To do:
Reproduce each of the following lines word for word, keeping every character and its order unchanged.

Available records:
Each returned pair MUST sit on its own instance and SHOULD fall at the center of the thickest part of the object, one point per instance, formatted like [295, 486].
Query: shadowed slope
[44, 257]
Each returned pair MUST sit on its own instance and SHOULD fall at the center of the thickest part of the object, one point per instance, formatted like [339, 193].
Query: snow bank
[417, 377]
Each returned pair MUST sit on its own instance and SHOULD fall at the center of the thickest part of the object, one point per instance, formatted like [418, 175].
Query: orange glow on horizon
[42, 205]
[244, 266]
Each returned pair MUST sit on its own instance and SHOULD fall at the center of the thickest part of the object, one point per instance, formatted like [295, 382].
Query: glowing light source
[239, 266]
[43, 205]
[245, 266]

Output of the exercise:
Each returned pair MUST sit on its own instance and SHOULD fall at the center of the thickest part of the object, one point per instance, formatted like [295, 486].
Query: shadowed slope
[44, 257]
Each returned pair MUST sit on its own instance and SHOULD fall at the center of the thickest part of the object, one point per instance, formatted like [339, 193].
Query: snow bank
[417, 377]
Each returned pair MUST sit on its own instance and SHOULD fall at the center of the thickest part of the object, one point per instance, formatted like [418, 175].
Query: orange glow on horizon
[42, 205]
[244, 266]
Each returned pair MUST sit on its own instance and SHOULD fall at the center of the thickest part of the object, one point per instance, formatted like [295, 382].
Query: glowing light source
[239, 266]
[43, 205]
[245, 266]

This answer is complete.